### [Consigne]
Pouvez-vous reprendre le texte sur Gravity de "J'ai remarqué, à" à "ressenti, à chaud." en substituant "chronique" à "critique" ?

### [Passage choisi]

⁂

J'ai remarqué, à mon regret, que je ne prenais jamais le temps d'élaborer une critique pour parler d'un film que j'aime. Bien souvent, c'est parce que je ne sais pas quoi en dire, quoi décrire, quels mots utiliser afin de transmettre ce que j'ai pu ressentir. Je ne suis pas certaine d'y parvenir aujourd'hui, mais je ne peux pas rester silencieuse suite à l'expérience Gravity. Je me lance donc dans la rédaction de mon ressenti, à chaud.

Lorsque j'entends le nom d'Alfonso Cuaron, je ne peux pas m'empêcher de l'associer à : l'homme qui a détruit Le Prisonnier d'Azkaban. J'ai été si déçue par cette adaptation, que mon esprit continue de l'associer uniquement à ce film et à le détester pour ça. Pour le commun des mortels, il est uniquement le génie qui a réalisé Children of Men. Et c'est cette pensée, qui finit toujours par me revenir et à me réconcilier avec lui, qui m'a donnée envie de voir Gravity.

Je suis entrée dans la salle vierge de tous propos, si ce n'est celui de la bande-annonce qu'on m'a décrite comme mensongère, alors qu'elle semble promettre un film d'action qui ne serait en réalité qu'un film d'ambiance. J'ai enfilé mes lunettes 3D en me disant que pour une fois, cette fameuse 3D allait peut-être servir à quelque chose, puisqu'on filmait l'espace. J'espérais également ne pas avoir mal à la tête en sortant, comme à chaque fois, et trouvais que ma place au 3ème rang était décidément fort dangereuse.
En sortant de la salle, j'avais complètement oublié toutes ces considérations bien futiles.

⁂

### [Extrait de données]
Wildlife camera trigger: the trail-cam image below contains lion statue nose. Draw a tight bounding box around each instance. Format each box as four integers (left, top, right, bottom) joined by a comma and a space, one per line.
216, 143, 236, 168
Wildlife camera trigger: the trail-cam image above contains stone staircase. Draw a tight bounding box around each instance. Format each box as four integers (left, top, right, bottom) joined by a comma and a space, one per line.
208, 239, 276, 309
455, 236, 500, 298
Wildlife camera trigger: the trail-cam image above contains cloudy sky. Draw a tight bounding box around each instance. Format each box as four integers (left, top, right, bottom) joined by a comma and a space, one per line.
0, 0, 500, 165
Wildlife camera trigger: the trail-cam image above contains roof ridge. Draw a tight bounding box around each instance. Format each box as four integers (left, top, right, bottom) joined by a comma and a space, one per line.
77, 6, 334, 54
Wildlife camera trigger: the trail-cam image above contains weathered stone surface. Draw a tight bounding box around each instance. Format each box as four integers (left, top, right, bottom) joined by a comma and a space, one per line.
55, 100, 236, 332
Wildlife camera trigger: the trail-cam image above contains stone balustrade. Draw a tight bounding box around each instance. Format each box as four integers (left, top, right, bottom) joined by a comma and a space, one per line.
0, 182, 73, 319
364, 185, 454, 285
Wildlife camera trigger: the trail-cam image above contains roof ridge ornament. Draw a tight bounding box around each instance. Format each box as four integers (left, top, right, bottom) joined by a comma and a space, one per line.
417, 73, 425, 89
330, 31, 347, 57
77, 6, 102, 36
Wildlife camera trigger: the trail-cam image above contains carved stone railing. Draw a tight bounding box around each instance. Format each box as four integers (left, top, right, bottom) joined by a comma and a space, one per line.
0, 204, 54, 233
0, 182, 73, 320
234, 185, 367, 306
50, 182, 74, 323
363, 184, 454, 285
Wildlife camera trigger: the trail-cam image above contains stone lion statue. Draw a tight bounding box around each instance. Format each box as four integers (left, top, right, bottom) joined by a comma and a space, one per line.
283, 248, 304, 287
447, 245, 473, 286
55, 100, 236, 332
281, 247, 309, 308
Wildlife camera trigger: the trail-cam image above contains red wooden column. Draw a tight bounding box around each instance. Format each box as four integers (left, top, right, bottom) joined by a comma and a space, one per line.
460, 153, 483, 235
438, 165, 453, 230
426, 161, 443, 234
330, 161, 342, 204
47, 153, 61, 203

⁂

### [Réponse attendue]
J'ai remarqué, à mon regret, que je ne prenais jamais le temps d'élaborer une chronique pour parler d'un film que j'aime. Bien souvent, c'est parce que je ne sais pas quoi en dire, quoi décrire, quels mots utiliser afin de transmettre ce que j'ai pu ressentir. Je ne suis pas certaine d'y parvenir aujourd'hui, mais je ne peux pas rester silencieuse suite à l'expérience Gravity. Je me lance donc dans la rédaction de mon ressenti, à chaud.